Prompt:
Reproduce all the entries exactly.

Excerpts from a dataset
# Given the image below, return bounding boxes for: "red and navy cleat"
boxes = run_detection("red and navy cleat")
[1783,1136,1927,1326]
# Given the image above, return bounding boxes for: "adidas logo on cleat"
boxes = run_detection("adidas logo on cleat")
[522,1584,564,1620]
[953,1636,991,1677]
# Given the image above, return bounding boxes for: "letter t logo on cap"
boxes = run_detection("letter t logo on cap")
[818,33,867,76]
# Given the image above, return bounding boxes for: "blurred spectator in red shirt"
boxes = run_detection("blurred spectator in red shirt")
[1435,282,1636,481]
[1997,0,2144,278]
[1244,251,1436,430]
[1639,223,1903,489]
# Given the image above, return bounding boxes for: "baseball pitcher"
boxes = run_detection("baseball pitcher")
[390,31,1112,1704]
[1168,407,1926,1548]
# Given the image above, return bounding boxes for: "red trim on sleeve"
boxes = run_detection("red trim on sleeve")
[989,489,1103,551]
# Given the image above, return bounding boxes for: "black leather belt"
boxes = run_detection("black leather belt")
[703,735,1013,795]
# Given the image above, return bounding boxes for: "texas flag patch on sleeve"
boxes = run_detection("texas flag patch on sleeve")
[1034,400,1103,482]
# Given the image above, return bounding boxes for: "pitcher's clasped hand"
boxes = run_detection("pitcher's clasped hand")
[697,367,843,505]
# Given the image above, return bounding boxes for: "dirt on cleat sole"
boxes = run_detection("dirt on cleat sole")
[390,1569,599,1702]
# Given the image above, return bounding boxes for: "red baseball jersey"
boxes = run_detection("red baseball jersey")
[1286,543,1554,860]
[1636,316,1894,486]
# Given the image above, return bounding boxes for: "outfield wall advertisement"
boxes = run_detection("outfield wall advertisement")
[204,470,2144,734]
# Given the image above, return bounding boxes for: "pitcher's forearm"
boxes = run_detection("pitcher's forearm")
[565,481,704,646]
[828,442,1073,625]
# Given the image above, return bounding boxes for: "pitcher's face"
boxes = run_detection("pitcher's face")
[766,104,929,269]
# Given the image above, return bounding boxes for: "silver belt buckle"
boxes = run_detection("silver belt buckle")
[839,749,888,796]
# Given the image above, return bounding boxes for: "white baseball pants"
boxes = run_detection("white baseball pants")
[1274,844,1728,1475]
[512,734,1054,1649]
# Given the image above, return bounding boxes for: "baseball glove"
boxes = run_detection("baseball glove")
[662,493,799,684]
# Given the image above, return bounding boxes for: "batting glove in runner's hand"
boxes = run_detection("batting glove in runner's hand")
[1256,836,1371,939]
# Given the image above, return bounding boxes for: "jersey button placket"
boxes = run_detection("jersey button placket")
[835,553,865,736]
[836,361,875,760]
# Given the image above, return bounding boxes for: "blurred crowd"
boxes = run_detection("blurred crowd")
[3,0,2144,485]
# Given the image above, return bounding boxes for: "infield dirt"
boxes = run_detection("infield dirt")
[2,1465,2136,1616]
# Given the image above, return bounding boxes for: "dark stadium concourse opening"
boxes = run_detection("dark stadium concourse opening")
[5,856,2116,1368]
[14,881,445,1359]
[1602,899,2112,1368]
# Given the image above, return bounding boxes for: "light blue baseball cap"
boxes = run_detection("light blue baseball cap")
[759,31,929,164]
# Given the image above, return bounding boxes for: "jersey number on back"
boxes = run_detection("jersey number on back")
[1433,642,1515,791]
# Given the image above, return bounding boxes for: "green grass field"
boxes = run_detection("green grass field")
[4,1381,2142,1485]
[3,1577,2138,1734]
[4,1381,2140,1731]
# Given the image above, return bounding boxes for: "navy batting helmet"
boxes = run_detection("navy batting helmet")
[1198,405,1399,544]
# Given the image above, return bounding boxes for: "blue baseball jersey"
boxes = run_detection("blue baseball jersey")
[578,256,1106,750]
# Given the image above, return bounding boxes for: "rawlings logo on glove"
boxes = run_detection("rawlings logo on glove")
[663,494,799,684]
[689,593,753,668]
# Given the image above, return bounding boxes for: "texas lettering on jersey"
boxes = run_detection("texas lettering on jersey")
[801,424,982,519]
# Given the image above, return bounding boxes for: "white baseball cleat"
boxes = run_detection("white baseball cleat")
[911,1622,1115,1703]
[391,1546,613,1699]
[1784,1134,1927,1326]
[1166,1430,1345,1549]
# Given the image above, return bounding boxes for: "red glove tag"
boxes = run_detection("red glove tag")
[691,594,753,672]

Solution to this exercise:
# Given the image below, return bounding boxes for: "red and navy cleat"
boxes = run_detection("red and navy cleat")
[1783,1136,1927,1326]
# Given the image above, return bounding boxes for: "adidas logo on cleat"
boxes = run_detection("adidas logo on cleat")
[522,1584,564,1620]
[953,1636,991,1677]
# Given the image above, return bounding boxes for: "letter t logo on cap"
boxes = run_detection("letter t logo on cap")
[818,33,867,76]
# Given the image above, return bounding boxes for: "blurred spectator in red shirt"
boxes = run_detection("blurred spectator in red shirt")
[1435,282,1636,481]
[1997,0,2144,278]
[1244,251,1436,430]
[1639,223,1903,489]
# Given the image above, return bounding boxes for: "baseball pitcher"
boxes = run_detection("baseball pitcher")
[390,31,1112,1704]
[1168,407,1926,1548]
# Given the image above, return bounding boxes for: "red trim on sleeve"
boxes = run_detection("red trim on sleeve")
[989,489,1103,551]
# Given the image above, return bounding boxes for: "black leather belt"
boxes = run_detection("black leather belt")
[703,735,1013,795]
# Given the image above, return bounding boxes for: "texas flag patch on sleeve"
boxes = run_detection("texas flag patch on sleeve")
[1034,400,1103,482]
# Given the image above, return bounding boxes for: "pitcher's clasped hand"
boxes = run_detection("pitcher's clasped hand")
[697,367,843,505]
# Given the image above, return bounding boxes for: "dirt on cleat sole"
boxes = run_detection("dirt on cleat sole")
[390,1569,599,1702]
# Given the image above, return bounding boxes for: "red baseball jersey"
boxes = run_detection("red baseball jersey")
[1286,543,1554,860]
[1636,316,1894,486]
# Given the image above, return bounding boxes for: "outfield wall advertisement"
boxes = run_detection("outfield wall advertisement")
[204,470,2144,734]
# Given the image above, return bounding boxes for: "pitcher's forearm"
boxes = run_detection("pitcher's forearm")
[565,481,704,646]
[828,442,1073,625]
# Given the image above, return bounding boxes for: "pitcher's face"
boxes = run_detection("pitcher's face")
[766,104,929,269]
# Given the image above, return bounding boxes for: "silver belt buckle"
boxes = run_detection("silver belt buckle")
[839,749,888,796]
# Given the image above, return bounding boxes for: "white baseball pants"
boxes = run_detection("white baseball pants")
[1274,844,1728,1475]
[512,734,1054,1649]
# Given the image above, return bounding boxes for: "baseball glove"
boxes = run_detection("baseball glove")
[662,493,799,684]
# Given the image above, return bounding boxes for: "batting glove in runner's hand"
boxes = run_detection("batting glove in runner's hand")
[1256,836,1371,939]
# Given the image above, return bounding boxes for: "jersey button placket"
boxes = run_detection("jersey button placket")
[835,553,865,736]
[836,361,875,760]
# Given the image above, return bounding boxes for: "blurred crowd"
boxes = run_detection("blurred crowd")
[3,0,2144,485]
# Given the image above, return bounding boxes for: "infield dirt"
boxes = run_detection("infield dirt")
[2,1465,2136,1616]
# Given the image above, return bounding boxes for: "dark stadium concourse opening"
boxes = run_detection("dark stadium concourse opening")
[5,856,2116,1368]
[14,881,445,1359]
[1602,899,2112,1368]
# Given the image above, return bounding boxes for: "light blue baseball cap"
boxes = run_detection("light blue baseball cap")
[759,31,929,164]
# Given the image above, return bounding boxes for: "jersey number on back"
boxes = run_detection("jersey number on back")
[1433,642,1515,791]
# Given the image above, return bounding boxes for: "green grass field"
boxes = run_detection("green grass field")
[4,1381,2142,1485]
[3,1577,2138,1734]
[4,1381,2140,1731]
# Given the image above, return bounding boxes for: "navy batting helmet"
boxes = run_detection("navy batting helmet")
[1198,405,1399,544]
# Given the image above, return bounding boxes for: "blue baseball jersey"
boxes = run_detection("blue baseball jersey")
[578,256,1106,750]
# Given the image above, return bounding boxes for: "rawlings logo on glove"
boxes = run_detection("rawlings logo on glove")
[663,494,799,684]
[689,593,753,668]
# Given the image above, return bounding boxes for: "texas lettering on jersey"
boxes = run_detection("texas lettering on jersey")
[801,424,982,519]
# Given the image above, return bounding boxes for: "white baseball cleat"
boxes = run_detection("white baseball cleat")
[911,1622,1115,1703]
[391,1546,613,1699]
[1784,1134,1927,1326]
[1166,1430,1345,1549]
# Given the image above, return bounding boxes for: "red glove tag"
boxes = run_detection("red glove tag")
[691,594,753,672]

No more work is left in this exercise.